= Kaynak metin =
╔══
Tüketimcilik, yaşamın anlamının sürekli satın alma olduğunu vurgular. Yani yaşam bir şeyler satın aldıkça, önceden düzenlenmiş olan deneyimler yaşadıkça anlam bulur. Bu etkin ideoloji, modern kapitalizmin bir yansımasıdır. Bu tüketim ideolojisi hem kapitalizmi meşrulaştırmaya, hem de insanları hayal dünyalarında olduğu kadar, gerçekte de sürekli tüketmeleri için güdülendirmeye yaramaktadır. Ayrıca bu durum bireyin yabancılaşmasına neden olmaktadır (Bocock, 2009: 57). “İnsanlar sembol üreten, sembol tüketen varlıklardır.” Bundan dolayı bireyler ürünlerin sembolik anlamları sayesinde tüketimi bir yaşam biçimi olarak algılamakta, ayrıca tüketme eylemini kendi yaşamına anlam katan bir etkinlik olarak görmektedir. Tüketim, artık bir çeşit kendini gösterme ve bu yolla haz alma şekli, ayrıca sosyal ve kültürel yönleri de öne çıkan bir eylem, bir iletişim biçimi haline gelmiştir. Ayrıca mutluluk, tüketim ürünlerine sahip olmak ve sürekli tüketme eylemi olarak kabul edilmiştir. Tüketmek için izlenen yollar ve eylemler, tüketiciye ekstra mutluluk vermektedir. Bu da kitle iletişim araçlarının faaliyetlerinin, bireylerin arzularına ve isteklerine seslenen mesajları sayesinde gerçekleşmektedir. Günümüz dünyasında çeşitli amaçlara yönelik çeşitli tüketim kalıpları oluşmuştur (Bocock, 2009: 89).

(23)
╚══
= Görev A =
Tüketimcilik metnine göre bu etkin ideoloji neyin bir yansımasıdır?

= Veri bölümü =
╔══
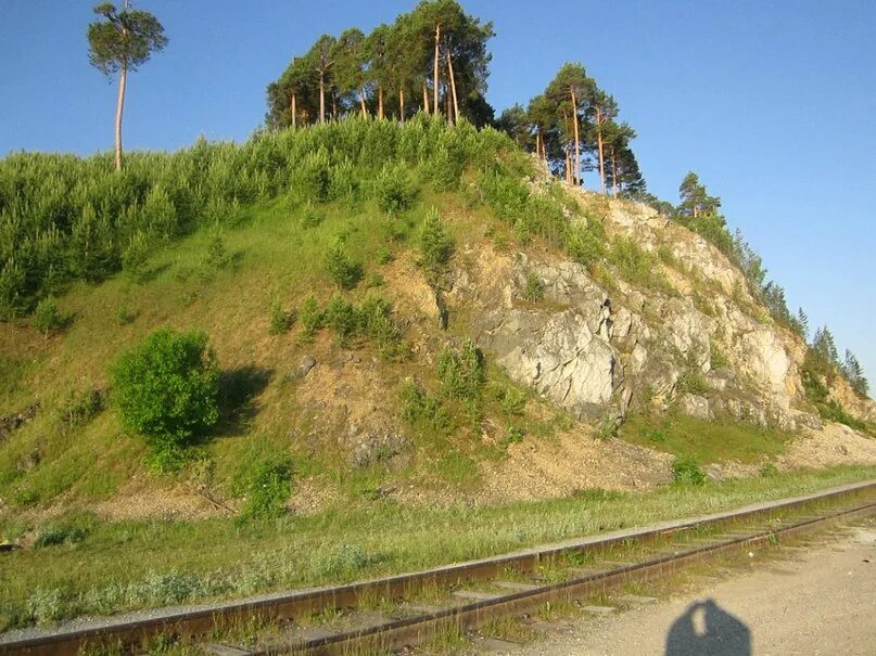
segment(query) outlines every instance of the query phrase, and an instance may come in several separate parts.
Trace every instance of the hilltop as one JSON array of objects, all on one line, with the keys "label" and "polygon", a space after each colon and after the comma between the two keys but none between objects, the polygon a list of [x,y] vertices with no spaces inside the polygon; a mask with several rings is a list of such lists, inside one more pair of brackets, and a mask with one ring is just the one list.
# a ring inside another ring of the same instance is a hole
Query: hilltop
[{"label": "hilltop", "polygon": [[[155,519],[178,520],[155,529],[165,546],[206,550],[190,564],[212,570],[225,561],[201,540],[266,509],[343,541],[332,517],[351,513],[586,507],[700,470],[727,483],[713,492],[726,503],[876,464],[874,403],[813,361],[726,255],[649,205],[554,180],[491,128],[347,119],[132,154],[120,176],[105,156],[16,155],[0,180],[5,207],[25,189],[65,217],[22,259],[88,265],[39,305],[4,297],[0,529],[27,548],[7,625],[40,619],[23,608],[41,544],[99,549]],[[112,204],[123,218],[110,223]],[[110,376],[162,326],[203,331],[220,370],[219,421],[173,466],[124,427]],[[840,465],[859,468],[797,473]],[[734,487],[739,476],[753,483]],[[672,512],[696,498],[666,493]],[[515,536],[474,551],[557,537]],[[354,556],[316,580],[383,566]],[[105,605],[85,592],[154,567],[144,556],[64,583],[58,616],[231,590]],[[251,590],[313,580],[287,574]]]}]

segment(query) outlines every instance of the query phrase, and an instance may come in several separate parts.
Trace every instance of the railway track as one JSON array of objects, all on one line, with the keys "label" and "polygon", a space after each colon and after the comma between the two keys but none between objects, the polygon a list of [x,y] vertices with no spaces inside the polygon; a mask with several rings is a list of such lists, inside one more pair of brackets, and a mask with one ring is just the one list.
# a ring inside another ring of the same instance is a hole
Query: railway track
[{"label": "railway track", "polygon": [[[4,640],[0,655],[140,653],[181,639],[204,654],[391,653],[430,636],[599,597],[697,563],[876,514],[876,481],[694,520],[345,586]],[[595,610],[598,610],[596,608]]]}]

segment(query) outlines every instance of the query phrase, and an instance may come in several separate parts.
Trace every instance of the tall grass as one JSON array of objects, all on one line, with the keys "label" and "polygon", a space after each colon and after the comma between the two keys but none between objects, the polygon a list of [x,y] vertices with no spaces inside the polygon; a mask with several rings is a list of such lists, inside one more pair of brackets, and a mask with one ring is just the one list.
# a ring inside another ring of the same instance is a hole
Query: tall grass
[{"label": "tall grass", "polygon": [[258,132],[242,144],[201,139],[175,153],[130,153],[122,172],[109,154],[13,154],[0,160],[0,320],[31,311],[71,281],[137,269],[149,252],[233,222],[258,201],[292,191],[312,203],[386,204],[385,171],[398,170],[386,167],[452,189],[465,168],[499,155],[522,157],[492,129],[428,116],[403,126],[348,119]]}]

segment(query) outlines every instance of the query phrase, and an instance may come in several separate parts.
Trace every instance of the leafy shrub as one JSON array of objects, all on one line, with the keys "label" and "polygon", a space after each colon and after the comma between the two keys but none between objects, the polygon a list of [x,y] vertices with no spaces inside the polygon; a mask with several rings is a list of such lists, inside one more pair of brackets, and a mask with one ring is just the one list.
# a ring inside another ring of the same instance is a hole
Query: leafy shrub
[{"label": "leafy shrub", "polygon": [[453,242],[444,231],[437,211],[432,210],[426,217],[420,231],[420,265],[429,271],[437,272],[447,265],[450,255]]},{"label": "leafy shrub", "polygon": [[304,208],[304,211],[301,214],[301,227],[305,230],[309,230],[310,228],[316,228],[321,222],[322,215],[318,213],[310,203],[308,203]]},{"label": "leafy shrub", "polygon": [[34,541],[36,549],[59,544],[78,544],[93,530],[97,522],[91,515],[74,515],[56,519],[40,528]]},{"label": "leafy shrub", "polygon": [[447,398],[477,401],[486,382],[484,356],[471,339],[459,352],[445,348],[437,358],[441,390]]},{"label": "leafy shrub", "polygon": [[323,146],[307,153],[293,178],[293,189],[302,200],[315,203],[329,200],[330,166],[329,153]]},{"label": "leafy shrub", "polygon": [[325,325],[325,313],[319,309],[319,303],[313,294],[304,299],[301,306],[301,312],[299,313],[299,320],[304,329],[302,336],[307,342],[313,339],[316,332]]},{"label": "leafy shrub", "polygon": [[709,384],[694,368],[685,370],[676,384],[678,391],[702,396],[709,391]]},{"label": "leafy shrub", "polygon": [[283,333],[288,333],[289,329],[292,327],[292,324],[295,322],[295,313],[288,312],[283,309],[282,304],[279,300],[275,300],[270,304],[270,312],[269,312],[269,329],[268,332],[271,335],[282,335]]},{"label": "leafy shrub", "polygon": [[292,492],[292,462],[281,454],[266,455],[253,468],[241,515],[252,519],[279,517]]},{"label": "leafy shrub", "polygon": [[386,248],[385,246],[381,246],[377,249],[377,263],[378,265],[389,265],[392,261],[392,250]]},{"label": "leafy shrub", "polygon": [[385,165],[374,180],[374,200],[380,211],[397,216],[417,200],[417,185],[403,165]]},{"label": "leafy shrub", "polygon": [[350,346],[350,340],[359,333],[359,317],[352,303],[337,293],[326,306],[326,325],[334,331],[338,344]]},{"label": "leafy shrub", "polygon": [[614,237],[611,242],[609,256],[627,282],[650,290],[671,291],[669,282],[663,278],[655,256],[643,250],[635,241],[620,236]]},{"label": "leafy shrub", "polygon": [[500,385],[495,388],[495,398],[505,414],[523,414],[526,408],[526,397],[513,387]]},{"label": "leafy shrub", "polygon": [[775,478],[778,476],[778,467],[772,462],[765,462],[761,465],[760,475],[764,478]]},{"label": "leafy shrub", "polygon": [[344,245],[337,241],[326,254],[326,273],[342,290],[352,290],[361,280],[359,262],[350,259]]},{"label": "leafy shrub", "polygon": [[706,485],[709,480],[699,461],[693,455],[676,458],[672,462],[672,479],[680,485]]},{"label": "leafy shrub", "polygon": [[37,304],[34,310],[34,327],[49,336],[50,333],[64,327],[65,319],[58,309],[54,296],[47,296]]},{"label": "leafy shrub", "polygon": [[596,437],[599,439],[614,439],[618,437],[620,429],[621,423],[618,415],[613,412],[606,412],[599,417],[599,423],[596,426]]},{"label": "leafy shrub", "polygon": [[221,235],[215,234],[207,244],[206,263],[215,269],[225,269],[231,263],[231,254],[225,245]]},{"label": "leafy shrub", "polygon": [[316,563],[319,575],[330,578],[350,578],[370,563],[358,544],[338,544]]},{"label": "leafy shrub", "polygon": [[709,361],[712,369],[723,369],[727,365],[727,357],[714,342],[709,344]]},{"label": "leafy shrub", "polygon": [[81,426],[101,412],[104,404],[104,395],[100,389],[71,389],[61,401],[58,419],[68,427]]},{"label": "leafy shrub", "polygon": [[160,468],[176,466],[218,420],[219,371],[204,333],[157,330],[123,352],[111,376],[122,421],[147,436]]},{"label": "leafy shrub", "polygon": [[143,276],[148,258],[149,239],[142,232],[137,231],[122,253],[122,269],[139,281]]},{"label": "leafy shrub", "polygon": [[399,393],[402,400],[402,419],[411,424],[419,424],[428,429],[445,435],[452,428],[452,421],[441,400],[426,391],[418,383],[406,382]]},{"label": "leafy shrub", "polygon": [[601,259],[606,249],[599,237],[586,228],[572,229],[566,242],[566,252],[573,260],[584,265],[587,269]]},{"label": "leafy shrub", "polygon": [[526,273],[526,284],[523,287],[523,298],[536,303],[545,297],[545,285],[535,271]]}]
╚══
╔══
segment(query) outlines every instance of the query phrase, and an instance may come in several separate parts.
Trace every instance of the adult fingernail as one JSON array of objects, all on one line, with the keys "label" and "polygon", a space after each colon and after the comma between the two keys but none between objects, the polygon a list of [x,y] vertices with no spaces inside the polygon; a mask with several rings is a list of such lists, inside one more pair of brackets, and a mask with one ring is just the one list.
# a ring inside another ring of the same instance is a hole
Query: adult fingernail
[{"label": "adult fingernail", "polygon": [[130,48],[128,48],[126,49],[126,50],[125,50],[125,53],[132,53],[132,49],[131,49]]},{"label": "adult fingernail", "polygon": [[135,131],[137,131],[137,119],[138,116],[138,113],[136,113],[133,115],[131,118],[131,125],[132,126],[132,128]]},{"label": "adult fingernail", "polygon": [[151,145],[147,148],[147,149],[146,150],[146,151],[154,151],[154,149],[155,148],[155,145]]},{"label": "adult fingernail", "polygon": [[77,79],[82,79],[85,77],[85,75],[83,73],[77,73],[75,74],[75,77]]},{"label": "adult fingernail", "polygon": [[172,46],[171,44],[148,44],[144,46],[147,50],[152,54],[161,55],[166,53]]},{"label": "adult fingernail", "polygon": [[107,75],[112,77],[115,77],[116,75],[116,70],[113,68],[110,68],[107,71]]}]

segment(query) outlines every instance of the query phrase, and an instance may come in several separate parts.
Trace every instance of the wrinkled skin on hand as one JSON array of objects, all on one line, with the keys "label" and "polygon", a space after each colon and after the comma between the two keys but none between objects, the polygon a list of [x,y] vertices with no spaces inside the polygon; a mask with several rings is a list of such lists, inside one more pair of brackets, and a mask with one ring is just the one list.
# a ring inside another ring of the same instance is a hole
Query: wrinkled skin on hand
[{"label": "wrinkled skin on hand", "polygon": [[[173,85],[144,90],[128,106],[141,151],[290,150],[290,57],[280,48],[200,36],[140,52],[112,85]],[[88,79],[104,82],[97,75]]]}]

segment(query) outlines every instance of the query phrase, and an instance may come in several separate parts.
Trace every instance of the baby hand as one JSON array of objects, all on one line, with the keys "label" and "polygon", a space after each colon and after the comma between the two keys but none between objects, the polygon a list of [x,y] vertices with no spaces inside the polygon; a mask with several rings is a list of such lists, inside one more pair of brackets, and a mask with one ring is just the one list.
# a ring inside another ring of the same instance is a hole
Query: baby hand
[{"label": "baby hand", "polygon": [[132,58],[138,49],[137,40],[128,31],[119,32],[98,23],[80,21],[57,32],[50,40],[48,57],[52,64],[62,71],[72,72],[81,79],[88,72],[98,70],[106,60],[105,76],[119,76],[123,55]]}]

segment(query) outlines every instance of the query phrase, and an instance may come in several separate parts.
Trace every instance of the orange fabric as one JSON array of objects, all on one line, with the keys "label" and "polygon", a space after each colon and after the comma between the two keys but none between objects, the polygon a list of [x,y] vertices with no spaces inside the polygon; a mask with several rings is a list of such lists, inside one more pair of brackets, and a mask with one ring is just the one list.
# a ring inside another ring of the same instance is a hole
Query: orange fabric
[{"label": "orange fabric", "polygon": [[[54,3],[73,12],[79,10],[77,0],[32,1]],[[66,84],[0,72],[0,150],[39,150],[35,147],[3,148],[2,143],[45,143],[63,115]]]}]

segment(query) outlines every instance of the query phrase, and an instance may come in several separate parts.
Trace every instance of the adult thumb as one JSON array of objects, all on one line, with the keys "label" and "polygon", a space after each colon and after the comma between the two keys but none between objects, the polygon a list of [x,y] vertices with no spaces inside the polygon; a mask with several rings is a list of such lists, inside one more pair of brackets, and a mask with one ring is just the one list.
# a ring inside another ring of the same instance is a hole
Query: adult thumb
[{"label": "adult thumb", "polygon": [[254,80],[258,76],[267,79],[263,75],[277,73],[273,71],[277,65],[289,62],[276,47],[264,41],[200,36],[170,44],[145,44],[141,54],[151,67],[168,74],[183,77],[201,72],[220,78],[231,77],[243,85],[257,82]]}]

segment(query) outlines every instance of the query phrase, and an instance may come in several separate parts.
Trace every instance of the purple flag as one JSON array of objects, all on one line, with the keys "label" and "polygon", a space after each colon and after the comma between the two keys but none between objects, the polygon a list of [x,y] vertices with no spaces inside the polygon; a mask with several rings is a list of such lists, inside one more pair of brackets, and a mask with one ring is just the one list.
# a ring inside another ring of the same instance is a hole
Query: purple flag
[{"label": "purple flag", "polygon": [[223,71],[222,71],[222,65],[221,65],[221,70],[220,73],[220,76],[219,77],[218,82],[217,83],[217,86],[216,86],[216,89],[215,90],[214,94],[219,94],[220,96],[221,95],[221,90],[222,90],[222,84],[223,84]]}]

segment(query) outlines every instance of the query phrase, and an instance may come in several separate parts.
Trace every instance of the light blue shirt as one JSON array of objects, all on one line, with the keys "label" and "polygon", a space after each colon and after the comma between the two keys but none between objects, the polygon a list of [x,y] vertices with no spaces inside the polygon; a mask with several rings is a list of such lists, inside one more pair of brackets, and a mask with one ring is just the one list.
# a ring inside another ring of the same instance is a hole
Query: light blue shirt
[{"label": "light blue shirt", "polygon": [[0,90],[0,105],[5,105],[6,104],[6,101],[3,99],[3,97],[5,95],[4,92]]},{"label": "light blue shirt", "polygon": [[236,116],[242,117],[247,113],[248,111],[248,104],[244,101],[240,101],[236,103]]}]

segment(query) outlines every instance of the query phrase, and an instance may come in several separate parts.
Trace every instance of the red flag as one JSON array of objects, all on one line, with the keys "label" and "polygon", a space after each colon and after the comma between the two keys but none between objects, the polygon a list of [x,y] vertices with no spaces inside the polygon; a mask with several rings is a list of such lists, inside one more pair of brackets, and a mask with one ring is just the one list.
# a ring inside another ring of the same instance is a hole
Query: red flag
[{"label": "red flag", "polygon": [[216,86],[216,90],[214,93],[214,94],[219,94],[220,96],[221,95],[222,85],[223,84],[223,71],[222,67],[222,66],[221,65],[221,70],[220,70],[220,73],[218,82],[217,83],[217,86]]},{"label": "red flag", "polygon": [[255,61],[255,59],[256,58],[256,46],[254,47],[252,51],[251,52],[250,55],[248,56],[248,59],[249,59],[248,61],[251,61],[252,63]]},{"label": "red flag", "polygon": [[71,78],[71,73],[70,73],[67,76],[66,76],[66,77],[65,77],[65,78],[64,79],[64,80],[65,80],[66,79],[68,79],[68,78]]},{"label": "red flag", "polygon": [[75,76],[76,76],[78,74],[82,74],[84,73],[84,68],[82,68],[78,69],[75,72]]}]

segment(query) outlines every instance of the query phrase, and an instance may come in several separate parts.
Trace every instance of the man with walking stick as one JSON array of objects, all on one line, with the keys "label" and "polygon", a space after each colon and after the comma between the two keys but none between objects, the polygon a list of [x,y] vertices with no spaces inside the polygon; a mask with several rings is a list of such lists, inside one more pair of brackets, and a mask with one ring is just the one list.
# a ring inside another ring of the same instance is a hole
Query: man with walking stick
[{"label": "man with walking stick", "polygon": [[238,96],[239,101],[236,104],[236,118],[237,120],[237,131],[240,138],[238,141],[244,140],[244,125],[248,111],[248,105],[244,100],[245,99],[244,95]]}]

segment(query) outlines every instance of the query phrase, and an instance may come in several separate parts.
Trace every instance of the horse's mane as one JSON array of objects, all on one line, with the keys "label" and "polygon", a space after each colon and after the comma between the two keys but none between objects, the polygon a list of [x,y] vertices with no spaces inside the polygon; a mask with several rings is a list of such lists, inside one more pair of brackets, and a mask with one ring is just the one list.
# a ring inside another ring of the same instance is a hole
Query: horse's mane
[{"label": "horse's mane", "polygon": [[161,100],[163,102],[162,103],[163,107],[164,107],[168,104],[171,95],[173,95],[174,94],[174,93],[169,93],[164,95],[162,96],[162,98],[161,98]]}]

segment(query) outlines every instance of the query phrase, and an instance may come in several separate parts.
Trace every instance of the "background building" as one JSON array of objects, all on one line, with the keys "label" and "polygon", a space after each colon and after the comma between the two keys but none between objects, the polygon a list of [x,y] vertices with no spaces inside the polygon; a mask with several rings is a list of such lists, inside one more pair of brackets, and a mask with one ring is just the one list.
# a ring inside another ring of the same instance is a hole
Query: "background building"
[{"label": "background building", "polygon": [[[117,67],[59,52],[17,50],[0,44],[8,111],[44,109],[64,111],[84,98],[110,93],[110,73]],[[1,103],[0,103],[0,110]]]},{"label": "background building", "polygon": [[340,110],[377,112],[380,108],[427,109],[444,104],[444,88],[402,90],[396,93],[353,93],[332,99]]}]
╚══
╔══
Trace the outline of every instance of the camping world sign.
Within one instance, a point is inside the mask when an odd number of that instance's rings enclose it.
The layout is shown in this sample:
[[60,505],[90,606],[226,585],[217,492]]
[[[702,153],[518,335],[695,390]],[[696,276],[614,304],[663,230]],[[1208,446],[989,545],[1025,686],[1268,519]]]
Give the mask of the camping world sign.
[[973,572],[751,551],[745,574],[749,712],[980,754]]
╚══
= Görev B =
Kayıtlarda "Trace the outline" ifadesini içeren satırdan "[[60,505],[90,606],[226,585],[217,492]]" ifadesini içeren satıra kadar (iki satır da dahil) "sample" sözcüğünü "example" olarak değiştir. Yalnızca bu satırları, başka hiçbir şeyi değiştirmeden yeniden yaz.

= Yanıt A =
Modern kapitalizmin bir yansımasıdır.

= Yanıt B =
Trace the outline of every instance of the camping world sign.
Within one instance, a point is inside the mask when an odd number of that instance's rings enclose it.
The layout is shown in this example:
[[60,505],[90,606],[226,585],[217,492]]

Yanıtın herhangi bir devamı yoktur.